* _DOMANDE_:
a - Trascrivi dal brano proposto il passo che va da "Il doppio e" fino a "diventate improvvisamente alleate." incluso.
b - Secondo il brano proposto, di che cosa sono fatte le prigioni dolci?
c - Riassumi il brano proposto in due frasi.
--- BRANO PROPOSTO ---
Il doppio e parallelo messaggio a ingrassare e a dimagrire, all’obesità e all’anoressia, nelle parole e nei fatti ricalca la guerra tra le morali del piacere e quelle del rigore, tra le etiche della concessione e quelle dell’astinenza. Ma diventate improvvisamente alleate.
Corpi divisi, corpi imprigionati
Un corpo diviso è un uomo spezzato. Da una parte il corpo del lavoro e del dovere, che fatica e produce, dato agli altri, alla società, come soldatini ubbidienti per la causa comune; dall’altra parte il corpo dei sentimenti e del piacere, che s’illude di rinascere ogni volta libero come soggetto di sensazioni. Stranissima situazione. Non crediamo più che il corpo sia la prigione dello spirito, non crediamo neppure che i corpi siano tenuti in una galera sociale. Non sono più i tempi della nascita della prigione (M. Foucault), e nemmeno quelli dei lager, dei gulag, dei totalitarismi. Viviamo come Pinocchio, credendo di trovarci in una specie di Paese dei Balocchi, dove si consuma eros con la stessa indifferenza con cui si mangia, dove si lavora divertendosi, tanto ce n’è in abbondanza, come per la libertà. Non è vero.
Il corpo non è più il nemico dello spirito. Non dovrebbe, eppure continua a farci paura; e non perché nasconda dentro di sé il peccato e l’immoralità. Il corpo ci fa oggi paura perché non è ancora abbastanza corpo, e cioè giovane, in forma, bello – abbastanza lucente nel suo essere e rimanere pur sempre corpo, carne e sangue, fragilità. Le nostre carceri sono talmente sottili che non si distinguono più dal nostro stesso corpo e dai nostri stessi pensieri. Sono prigioni dolci, fatte di cibo a disposizione, di sesso, di salute, di libertà per tutti.
Questa generazione è la più dissociata, schizzata e schizofrenica che si possa immaginare – la più inumana (così suona l’accusa di Günter Anders). Siamo inumani, non disumani: umanamente incapaci di essere umani, di lottare per l’esistenza, di renderci conto del contrasto, di protestare. Si accetta l’assurdo così, con un sorrisetto un po’ ebete sulle labbra.
Convinti di essere liberi, noi vogliamo abitare nelle nostre prigioni.
--- DATI DI LAVORO ---
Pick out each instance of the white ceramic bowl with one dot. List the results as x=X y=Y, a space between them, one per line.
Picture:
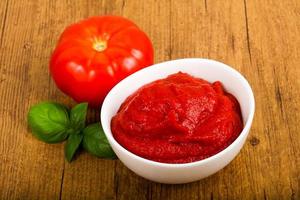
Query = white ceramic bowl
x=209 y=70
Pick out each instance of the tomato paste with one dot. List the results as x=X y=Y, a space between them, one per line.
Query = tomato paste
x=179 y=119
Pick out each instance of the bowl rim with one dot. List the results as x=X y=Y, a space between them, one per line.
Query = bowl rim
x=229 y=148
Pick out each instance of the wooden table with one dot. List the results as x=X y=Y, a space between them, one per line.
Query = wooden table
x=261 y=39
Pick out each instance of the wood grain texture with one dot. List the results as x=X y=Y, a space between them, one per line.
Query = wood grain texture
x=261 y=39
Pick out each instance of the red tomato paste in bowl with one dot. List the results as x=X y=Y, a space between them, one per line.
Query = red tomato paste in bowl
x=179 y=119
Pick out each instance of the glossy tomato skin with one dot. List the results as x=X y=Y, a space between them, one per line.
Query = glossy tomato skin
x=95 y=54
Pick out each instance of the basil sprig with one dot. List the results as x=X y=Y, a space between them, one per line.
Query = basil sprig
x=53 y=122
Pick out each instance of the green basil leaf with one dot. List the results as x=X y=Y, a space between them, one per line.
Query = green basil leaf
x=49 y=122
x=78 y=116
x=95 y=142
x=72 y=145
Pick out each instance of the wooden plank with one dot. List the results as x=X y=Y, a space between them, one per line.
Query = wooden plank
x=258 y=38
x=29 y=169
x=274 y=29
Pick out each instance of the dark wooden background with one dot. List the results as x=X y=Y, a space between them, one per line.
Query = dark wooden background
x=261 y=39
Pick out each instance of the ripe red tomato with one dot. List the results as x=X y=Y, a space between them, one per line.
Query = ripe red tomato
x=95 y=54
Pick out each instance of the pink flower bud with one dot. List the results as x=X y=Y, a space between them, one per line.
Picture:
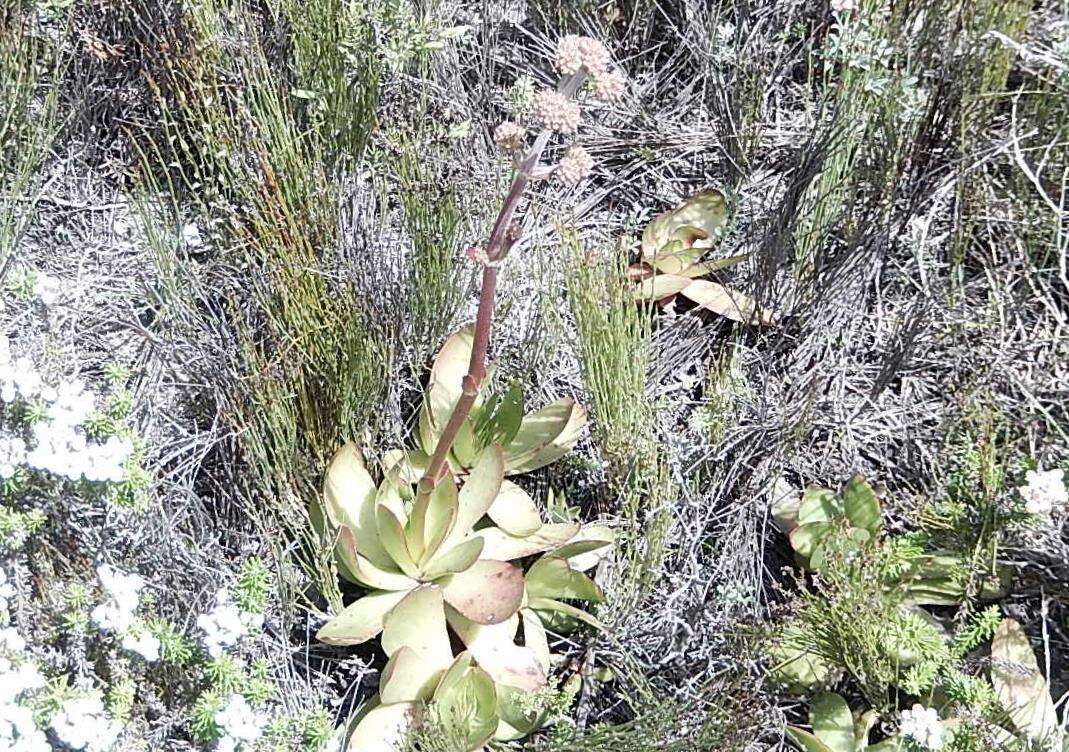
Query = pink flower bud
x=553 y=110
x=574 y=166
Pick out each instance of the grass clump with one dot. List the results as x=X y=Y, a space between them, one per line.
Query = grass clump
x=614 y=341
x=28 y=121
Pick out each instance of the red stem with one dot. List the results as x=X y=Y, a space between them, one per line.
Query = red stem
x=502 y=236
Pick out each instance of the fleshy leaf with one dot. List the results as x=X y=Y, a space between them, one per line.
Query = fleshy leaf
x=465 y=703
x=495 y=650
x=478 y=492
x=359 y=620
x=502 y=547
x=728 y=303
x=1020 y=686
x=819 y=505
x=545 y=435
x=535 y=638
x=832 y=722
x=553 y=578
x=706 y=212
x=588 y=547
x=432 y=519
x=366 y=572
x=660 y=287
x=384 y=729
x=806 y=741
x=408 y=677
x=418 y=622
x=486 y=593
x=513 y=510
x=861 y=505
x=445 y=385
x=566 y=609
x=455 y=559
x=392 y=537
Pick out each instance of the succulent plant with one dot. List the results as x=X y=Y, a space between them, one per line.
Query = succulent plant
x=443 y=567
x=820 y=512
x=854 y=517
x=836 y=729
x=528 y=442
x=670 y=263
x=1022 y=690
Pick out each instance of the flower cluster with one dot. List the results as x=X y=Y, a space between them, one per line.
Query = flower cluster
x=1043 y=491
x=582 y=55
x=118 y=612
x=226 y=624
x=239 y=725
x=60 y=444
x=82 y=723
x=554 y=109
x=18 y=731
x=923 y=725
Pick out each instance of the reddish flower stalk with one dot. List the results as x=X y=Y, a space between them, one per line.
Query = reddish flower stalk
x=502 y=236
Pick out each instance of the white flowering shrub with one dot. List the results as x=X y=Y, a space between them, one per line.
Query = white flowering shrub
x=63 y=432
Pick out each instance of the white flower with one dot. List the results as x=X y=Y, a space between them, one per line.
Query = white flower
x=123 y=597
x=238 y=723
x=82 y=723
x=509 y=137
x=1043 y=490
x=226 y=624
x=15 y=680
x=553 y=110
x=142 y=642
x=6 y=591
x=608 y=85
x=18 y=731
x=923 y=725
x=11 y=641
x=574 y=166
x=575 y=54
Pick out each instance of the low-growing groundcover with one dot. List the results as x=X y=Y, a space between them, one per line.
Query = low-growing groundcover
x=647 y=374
---
* _SOLUZIONI_:
a -
Il doppio e parallelo messaggio a ingrassare e a dimagrire, all’obesità e all’anoressia, nelle parole e nei fatti ricalca la guerra tra le morali del piacere e quelle del rigore, tra le etiche della concessione e quelle dell’astinenza. Ma diventate improvvisamente alleate.

b - Di cibo a disposizione, di sesso, di salute, di libertà per tutti.

c - Il corpo è diviso tra il lavoro e il dovere da una parte e i sentimenti e il piacere dall'altra, e oggi ci fa paura perché non è mai abbastanza giovane, in forma e bello. Convinti di essere liberi, viviamo in prigioni dolci, fatte di cibo, sesso, salute e libertà per tutti, che non si distinguono più dal nostro corpo e dai nostri pensieri.